— Prompt —
Would you retype all of these records exactly?

Spatial localization data:
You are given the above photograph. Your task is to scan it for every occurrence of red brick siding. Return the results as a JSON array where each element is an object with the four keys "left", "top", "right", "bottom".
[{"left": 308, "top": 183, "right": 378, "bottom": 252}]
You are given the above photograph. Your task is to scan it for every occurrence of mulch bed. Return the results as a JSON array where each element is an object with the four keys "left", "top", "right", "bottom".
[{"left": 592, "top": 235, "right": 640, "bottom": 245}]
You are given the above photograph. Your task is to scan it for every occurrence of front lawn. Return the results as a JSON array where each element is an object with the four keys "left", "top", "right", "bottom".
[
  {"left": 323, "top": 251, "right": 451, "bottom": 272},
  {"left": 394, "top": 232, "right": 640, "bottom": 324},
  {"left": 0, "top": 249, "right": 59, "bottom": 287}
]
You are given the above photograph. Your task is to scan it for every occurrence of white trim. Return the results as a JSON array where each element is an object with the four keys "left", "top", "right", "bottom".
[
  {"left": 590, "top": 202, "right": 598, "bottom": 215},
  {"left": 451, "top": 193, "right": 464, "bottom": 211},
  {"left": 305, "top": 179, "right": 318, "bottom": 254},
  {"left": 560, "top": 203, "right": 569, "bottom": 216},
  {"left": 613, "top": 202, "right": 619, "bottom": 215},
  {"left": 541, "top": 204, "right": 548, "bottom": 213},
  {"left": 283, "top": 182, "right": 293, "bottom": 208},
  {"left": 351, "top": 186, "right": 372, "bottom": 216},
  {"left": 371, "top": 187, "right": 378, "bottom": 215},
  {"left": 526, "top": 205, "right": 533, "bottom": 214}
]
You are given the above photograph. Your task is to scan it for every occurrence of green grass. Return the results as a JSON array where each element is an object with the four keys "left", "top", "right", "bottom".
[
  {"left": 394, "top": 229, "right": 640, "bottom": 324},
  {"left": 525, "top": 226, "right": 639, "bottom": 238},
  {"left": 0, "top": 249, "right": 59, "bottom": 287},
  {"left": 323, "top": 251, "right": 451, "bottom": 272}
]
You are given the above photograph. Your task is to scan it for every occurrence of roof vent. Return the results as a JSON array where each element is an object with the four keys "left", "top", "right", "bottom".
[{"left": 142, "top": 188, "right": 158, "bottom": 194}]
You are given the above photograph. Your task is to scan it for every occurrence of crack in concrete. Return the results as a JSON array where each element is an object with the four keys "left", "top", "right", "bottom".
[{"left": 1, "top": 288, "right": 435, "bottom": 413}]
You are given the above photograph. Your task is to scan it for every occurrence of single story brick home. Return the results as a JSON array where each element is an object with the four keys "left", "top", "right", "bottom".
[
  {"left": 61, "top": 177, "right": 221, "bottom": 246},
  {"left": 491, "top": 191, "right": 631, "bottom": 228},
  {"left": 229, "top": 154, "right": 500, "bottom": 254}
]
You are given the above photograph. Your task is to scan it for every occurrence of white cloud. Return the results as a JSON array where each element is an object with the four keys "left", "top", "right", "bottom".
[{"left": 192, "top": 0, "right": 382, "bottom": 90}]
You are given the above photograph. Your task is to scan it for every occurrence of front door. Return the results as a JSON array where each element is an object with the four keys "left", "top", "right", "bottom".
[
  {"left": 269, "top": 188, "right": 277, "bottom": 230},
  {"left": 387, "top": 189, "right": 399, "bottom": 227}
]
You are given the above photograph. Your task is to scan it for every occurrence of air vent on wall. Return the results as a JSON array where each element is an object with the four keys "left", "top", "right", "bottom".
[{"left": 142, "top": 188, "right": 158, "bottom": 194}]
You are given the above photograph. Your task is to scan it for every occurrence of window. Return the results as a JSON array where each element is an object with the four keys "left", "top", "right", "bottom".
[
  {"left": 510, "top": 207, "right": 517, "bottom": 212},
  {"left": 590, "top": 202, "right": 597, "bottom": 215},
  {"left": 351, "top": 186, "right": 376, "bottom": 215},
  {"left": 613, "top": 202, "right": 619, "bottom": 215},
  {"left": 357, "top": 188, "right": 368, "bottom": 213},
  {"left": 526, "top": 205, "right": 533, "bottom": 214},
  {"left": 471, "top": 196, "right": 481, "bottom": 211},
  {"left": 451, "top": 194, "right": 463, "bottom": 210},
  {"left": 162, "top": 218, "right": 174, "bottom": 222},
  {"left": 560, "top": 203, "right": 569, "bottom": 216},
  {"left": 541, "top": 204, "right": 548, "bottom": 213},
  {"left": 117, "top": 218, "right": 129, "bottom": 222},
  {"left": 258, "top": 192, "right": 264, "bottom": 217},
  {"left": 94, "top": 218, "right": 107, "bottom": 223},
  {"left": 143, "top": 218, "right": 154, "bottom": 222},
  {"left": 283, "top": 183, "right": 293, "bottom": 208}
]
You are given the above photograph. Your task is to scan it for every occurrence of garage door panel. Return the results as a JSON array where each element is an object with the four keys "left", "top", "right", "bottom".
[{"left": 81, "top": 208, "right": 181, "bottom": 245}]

— Answer to this problem —
You are given the above photograph. Your task is to scan it for every occurrence of red brick siding. Return the results as a JSON array where each element is an object with the four keys "left", "top", "right", "bottom".
[{"left": 308, "top": 183, "right": 378, "bottom": 252}]
You are given the above photograph. Your task is to scan it for every occurrence of mulch bed. Return the results as a JSON array where each element is an object with the four keys "left", "top", "right", "bottom".
[{"left": 592, "top": 235, "right": 640, "bottom": 245}]
You are given the above photograph. Your task is to scan it for every occurrence of front lawn. Return the results as a JSON array where each element is an object with the four keys "left", "top", "right", "bottom".
[
  {"left": 323, "top": 251, "right": 451, "bottom": 272},
  {"left": 394, "top": 232, "right": 640, "bottom": 324},
  {"left": 0, "top": 249, "right": 59, "bottom": 287}
]
You are given the above photograph. Your task is to scan it for every occurrence of white trim. Return the results as a JSON array where each element is an object with the four keys "left", "top", "right", "bottom".
[
  {"left": 590, "top": 202, "right": 598, "bottom": 215},
  {"left": 451, "top": 193, "right": 464, "bottom": 211},
  {"left": 305, "top": 179, "right": 318, "bottom": 254},
  {"left": 560, "top": 203, "right": 569, "bottom": 216},
  {"left": 613, "top": 202, "right": 619, "bottom": 215},
  {"left": 541, "top": 204, "right": 548, "bottom": 213},
  {"left": 283, "top": 182, "right": 293, "bottom": 208},
  {"left": 351, "top": 186, "right": 372, "bottom": 216},
  {"left": 371, "top": 187, "right": 378, "bottom": 215},
  {"left": 526, "top": 205, "right": 533, "bottom": 214}
]
You are given the above photograph. Your task is to scan it for every occurrence of green grass. Return the results as a JSON array where each element is an object with the four keys "left", "top", "right", "bottom".
[
  {"left": 394, "top": 229, "right": 640, "bottom": 324},
  {"left": 525, "top": 226, "right": 639, "bottom": 238},
  {"left": 0, "top": 249, "right": 59, "bottom": 287},
  {"left": 323, "top": 251, "right": 451, "bottom": 272}
]
You are given the above photograph. Your task is to scan it for every occurrence of roof vent. Return the results as a JSON array where each element is an object with the four keys "left", "top", "right", "bottom".
[{"left": 142, "top": 188, "right": 158, "bottom": 194}]
You are given the above photograph. Your task is to scan it for every occurrence of crack in concrete. Return the results as a JSON array where each element is an object with the four keys "left", "top", "right", "bottom".
[{"left": 1, "top": 288, "right": 435, "bottom": 413}]
You are given the above photograph. Your task is to scan it for every occurrence of single story brick home. Return the results as a JSON array where each element is an object with the four keys "left", "top", "right", "bottom".
[
  {"left": 61, "top": 177, "right": 221, "bottom": 246},
  {"left": 491, "top": 191, "right": 631, "bottom": 228},
  {"left": 229, "top": 154, "right": 500, "bottom": 254}
]
You are given the above photograph. Your task is to scan it for every occurrence of white cloud. Return the results as a JSON array where each element is an object with the four keys "left", "top", "right", "bottom".
[{"left": 192, "top": 0, "right": 382, "bottom": 90}]
You are given the above photograph. Your task is to scan it for every occurrence of front door. Return the results as a JSON array where each element is an object with the four keys "left", "top", "right", "bottom".
[
  {"left": 269, "top": 188, "right": 277, "bottom": 230},
  {"left": 387, "top": 189, "right": 399, "bottom": 227}
]
You are given the above photograph. Your task is to scan it for every occurrence of air vent on wall. Return the results as a JSON array where each element is an object with the four keys "left", "top", "right", "bottom".
[{"left": 142, "top": 188, "right": 158, "bottom": 194}]
You are given the above photograph. Your task is to scan it for every occurrence of window. Return the results as a JSON array where each element is an object with the four keys "left", "top", "right", "bottom".
[
  {"left": 510, "top": 207, "right": 517, "bottom": 212},
  {"left": 590, "top": 202, "right": 597, "bottom": 215},
  {"left": 351, "top": 186, "right": 376, "bottom": 215},
  {"left": 613, "top": 202, "right": 619, "bottom": 215},
  {"left": 357, "top": 188, "right": 368, "bottom": 213},
  {"left": 526, "top": 205, "right": 533, "bottom": 214},
  {"left": 471, "top": 196, "right": 481, "bottom": 211},
  {"left": 451, "top": 194, "right": 463, "bottom": 210},
  {"left": 162, "top": 218, "right": 174, "bottom": 222},
  {"left": 560, "top": 203, "right": 569, "bottom": 216},
  {"left": 541, "top": 204, "right": 548, "bottom": 213},
  {"left": 117, "top": 218, "right": 129, "bottom": 222},
  {"left": 258, "top": 192, "right": 264, "bottom": 217},
  {"left": 94, "top": 218, "right": 107, "bottom": 223},
  {"left": 143, "top": 218, "right": 154, "bottom": 222},
  {"left": 283, "top": 183, "right": 293, "bottom": 208}
]
You are given the above photograph. Your task is to scan it for every occurrence of garage door panel. Return the results as a JSON array where each element is an object with the four keys "left", "top", "right", "bottom".
[{"left": 81, "top": 208, "right": 181, "bottom": 245}]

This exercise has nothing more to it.